◆ **Task requirements**:
Your answer should be every line with the word "directive", copied from the data below.

Dataset: Begin

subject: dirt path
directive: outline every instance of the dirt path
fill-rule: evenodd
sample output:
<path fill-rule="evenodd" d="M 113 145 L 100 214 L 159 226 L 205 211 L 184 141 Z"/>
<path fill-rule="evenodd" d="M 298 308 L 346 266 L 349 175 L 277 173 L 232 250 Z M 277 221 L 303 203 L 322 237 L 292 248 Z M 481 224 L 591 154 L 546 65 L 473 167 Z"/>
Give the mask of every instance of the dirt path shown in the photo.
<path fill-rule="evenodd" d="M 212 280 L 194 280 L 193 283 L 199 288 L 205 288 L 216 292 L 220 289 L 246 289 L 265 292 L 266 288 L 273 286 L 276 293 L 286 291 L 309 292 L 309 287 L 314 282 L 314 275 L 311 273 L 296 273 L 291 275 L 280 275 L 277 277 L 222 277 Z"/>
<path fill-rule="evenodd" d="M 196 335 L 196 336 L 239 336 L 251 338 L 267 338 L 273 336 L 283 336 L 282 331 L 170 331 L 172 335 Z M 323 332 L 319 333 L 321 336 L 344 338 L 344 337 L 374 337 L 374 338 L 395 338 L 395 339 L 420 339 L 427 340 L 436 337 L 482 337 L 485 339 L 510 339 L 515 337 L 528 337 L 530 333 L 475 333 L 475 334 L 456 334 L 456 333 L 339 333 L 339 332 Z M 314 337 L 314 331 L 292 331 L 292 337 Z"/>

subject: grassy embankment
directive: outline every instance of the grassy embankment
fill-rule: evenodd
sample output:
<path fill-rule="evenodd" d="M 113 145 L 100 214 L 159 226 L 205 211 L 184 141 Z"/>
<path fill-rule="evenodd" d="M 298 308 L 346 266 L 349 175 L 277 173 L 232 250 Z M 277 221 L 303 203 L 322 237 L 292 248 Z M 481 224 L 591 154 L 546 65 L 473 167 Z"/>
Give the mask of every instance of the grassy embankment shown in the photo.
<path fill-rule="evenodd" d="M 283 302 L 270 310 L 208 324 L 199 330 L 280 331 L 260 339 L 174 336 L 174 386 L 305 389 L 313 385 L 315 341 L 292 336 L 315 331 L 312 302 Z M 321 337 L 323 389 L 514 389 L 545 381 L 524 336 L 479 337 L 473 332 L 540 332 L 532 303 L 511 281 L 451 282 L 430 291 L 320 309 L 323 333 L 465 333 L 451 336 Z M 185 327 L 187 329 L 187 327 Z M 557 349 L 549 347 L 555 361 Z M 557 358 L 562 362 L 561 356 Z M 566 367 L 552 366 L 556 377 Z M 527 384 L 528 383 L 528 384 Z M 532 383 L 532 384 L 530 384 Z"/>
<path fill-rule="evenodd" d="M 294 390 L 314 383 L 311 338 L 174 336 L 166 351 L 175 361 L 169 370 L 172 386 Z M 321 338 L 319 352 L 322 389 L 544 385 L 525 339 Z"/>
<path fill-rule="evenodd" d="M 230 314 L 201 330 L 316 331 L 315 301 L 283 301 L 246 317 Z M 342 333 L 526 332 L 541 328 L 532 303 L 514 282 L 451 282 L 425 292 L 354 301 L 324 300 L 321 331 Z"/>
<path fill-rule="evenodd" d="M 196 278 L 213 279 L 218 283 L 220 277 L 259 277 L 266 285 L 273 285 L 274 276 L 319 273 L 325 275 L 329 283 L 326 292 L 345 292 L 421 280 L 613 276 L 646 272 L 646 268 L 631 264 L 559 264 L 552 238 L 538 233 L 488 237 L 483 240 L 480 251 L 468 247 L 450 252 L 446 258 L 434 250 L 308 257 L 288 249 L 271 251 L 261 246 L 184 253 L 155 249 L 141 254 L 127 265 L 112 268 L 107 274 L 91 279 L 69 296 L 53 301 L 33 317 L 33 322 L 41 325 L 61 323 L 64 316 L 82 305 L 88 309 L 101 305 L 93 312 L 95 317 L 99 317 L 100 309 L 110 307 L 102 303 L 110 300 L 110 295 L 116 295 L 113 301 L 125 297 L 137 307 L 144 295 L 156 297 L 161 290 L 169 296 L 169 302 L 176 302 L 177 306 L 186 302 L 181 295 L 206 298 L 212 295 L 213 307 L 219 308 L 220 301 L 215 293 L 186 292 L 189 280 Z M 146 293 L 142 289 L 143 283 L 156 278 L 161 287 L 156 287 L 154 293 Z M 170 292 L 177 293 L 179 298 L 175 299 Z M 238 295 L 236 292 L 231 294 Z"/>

Dataset: End

◆ **Answer section**:
directive: outline every instance of the dirt path
directive: outline every instance of the grassy embankment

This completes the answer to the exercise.